Scan the listing below. Return every line containing the string "track".

# Recorded information:
————
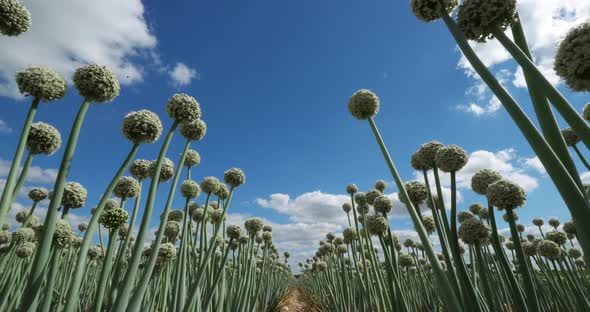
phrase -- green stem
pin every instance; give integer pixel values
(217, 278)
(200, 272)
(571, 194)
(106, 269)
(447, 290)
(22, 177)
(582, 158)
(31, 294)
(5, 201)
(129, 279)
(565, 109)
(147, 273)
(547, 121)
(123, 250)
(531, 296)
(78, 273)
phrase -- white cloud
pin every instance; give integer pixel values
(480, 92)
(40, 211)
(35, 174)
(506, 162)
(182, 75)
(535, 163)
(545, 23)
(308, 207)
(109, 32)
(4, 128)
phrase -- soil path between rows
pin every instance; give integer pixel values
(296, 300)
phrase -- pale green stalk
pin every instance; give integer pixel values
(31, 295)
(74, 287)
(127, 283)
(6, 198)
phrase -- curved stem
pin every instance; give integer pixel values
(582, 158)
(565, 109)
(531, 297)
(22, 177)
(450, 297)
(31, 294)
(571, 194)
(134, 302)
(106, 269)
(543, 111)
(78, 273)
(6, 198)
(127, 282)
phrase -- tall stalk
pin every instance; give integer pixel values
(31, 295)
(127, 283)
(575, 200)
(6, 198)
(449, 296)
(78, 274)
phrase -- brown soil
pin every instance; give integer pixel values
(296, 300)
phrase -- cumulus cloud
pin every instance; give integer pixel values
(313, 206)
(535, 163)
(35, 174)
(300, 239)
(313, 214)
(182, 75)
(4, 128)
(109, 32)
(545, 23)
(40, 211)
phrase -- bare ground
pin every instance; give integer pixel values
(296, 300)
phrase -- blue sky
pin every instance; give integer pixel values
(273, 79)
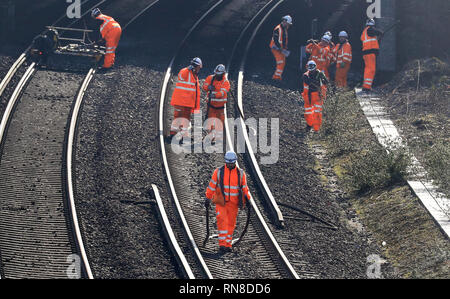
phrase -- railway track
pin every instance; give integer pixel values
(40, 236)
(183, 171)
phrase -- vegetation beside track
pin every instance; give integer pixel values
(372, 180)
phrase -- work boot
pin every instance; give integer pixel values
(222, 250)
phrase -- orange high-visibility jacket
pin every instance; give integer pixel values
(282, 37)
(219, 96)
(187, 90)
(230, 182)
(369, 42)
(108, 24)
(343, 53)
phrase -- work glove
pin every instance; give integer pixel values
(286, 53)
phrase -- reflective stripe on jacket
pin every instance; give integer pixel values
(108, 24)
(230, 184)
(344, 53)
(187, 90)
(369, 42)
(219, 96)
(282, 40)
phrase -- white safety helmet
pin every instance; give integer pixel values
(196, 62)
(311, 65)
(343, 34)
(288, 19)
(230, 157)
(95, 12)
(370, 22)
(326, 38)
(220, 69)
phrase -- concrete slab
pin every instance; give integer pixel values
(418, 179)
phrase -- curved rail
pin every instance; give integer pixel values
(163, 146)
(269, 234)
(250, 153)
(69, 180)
————
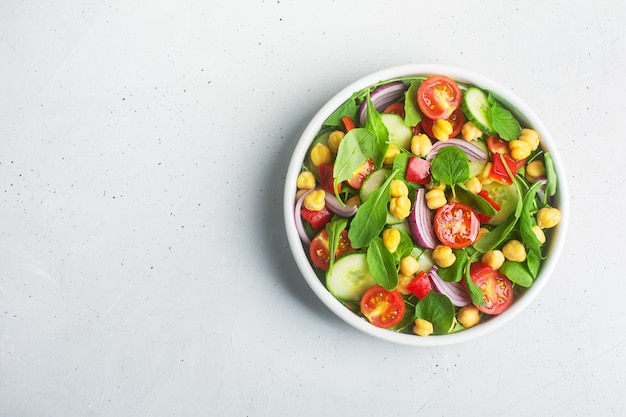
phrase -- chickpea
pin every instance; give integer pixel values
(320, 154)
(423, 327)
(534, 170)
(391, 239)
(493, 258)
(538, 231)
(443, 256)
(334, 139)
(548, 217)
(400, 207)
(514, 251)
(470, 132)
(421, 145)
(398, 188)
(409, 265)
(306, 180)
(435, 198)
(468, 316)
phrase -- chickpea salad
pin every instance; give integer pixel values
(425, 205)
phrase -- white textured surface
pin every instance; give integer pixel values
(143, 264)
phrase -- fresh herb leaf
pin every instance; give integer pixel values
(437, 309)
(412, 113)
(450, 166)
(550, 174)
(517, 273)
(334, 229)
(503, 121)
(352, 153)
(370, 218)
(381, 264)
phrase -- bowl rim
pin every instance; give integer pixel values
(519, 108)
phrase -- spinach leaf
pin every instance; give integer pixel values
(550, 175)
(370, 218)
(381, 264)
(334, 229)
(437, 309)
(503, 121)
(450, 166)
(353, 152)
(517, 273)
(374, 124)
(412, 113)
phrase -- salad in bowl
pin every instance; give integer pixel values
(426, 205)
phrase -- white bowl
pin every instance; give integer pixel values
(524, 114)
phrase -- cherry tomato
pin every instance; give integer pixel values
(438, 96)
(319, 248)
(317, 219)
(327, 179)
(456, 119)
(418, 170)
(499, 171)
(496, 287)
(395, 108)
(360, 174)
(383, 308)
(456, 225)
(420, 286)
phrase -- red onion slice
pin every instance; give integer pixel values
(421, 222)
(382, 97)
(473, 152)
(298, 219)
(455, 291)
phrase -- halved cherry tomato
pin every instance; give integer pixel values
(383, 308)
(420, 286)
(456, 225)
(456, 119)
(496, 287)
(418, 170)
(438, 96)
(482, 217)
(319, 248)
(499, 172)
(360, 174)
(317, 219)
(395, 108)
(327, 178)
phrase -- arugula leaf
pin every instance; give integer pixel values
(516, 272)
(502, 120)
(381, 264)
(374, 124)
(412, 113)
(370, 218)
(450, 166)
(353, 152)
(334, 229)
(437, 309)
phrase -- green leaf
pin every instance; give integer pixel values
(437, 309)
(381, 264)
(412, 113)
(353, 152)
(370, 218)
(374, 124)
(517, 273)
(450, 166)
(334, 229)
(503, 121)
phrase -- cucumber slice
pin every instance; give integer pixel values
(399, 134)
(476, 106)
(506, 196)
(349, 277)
————
# Task answer:
phrase -- railway track
phrase -- vegetation beside track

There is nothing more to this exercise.